What to work on
Below is the data. Give it again, complete and exact.

___ Material for the task ___

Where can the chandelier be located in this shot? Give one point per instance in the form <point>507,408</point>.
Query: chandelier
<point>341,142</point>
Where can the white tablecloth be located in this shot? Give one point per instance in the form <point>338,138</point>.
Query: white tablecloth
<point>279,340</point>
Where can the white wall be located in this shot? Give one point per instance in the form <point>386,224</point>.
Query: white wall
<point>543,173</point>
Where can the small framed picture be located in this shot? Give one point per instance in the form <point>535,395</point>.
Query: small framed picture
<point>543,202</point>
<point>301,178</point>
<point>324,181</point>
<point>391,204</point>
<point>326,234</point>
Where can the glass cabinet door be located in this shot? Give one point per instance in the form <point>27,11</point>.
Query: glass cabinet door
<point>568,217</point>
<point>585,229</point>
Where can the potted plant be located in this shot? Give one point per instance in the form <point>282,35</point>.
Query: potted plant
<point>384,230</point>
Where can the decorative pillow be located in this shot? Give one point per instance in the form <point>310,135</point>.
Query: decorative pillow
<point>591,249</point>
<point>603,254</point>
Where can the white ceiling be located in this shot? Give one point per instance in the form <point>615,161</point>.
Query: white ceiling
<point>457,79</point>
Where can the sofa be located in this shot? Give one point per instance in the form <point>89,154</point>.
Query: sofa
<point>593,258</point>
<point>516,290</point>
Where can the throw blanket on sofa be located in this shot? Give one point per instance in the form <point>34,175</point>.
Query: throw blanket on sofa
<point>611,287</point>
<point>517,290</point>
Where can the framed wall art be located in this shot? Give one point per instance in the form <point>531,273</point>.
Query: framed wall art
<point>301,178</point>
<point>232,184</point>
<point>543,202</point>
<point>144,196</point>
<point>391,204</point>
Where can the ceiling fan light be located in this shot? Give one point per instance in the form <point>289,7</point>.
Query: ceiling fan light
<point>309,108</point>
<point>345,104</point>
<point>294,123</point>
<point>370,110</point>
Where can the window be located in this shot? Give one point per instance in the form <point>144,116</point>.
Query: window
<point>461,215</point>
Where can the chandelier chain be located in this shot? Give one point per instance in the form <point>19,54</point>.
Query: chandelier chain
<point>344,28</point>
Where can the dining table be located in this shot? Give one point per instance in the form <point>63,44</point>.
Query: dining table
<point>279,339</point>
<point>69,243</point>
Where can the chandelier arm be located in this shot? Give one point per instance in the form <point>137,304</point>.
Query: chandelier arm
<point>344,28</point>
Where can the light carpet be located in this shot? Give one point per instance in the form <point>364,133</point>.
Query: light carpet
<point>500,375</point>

___

The answer
Where can the chandelier be located in this shot? Give one point per instance in the form <point>507,408</point>.
Query: chandelier
<point>341,142</point>
Where can the white tablecloth be located in this shot? Give one point per instance in the form <point>338,138</point>.
Query: white tablecloth
<point>279,340</point>
Where can the white wall be located in this shot? Give one point per instance in the form <point>386,224</point>.
Query: white wall
<point>543,173</point>
Where can the small framed picture be located in this shot? Give one point per instance in the form <point>535,395</point>.
Query: small framed picture
<point>543,202</point>
<point>301,178</point>
<point>324,181</point>
<point>391,204</point>
<point>326,234</point>
Where can the glass cabinet door be located in this shot? Give one point per instance in the form <point>27,11</point>.
Query: glass cabinet door
<point>568,217</point>
<point>585,229</point>
Where can the potted plant be located in this shot? Give one point per instance in the form <point>282,35</point>.
Query: potted plant
<point>384,230</point>
Where can the decorative pillow be located in this shot? Give one point per instance in the form <point>310,135</point>.
Query: decorative pillow
<point>591,249</point>
<point>603,254</point>
Where can the white ceiling be located in this shot? Give one point per instance in the form <point>615,161</point>.
Query: white ceiling
<point>457,79</point>
Where can the sofa be located in this shot? Give one point per instance in the form <point>89,154</point>.
Query: sofa
<point>593,258</point>
<point>516,290</point>
Where can the throw blanket on sofa be located in this shot? Give one point per instance in the form <point>34,175</point>.
Query: throw blanket on sofa
<point>611,287</point>
<point>517,290</point>
Where can the framed wall art be located in this shot? Give one point per instance in the form <point>531,273</point>.
Query: framed wall art
<point>301,178</point>
<point>232,184</point>
<point>543,202</point>
<point>144,196</point>
<point>391,204</point>
Where can the ceiling fan light be located in this shot? Give one point per instance in the form <point>289,7</point>.
Query: ceiling fan light
<point>309,108</point>
<point>345,104</point>
<point>294,123</point>
<point>370,110</point>
Where can the window be located in this shot? Give one point per instance in the form <point>144,116</point>.
Query: window
<point>461,215</point>
Where can the chandelier chain be located in this shot? Give one point per instance in the form <point>19,54</point>.
Query: chandelier chain
<point>344,28</point>
Where can the dining table be located in this shot? Give one point per instance in the form <point>63,44</point>.
Query: dining table
<point>279,339</point>
<point>69,243</point>
Where can the chandelier arm be located in this shot? Give one point per instance in the form <point>137,304</point>.
Query: chandelier arm
<point>344,28</point>
Where can the light carpet be located in this shot? Give one point per instance in the form <point>364,133</point>.
Query: light carpet
<point>500,375</point>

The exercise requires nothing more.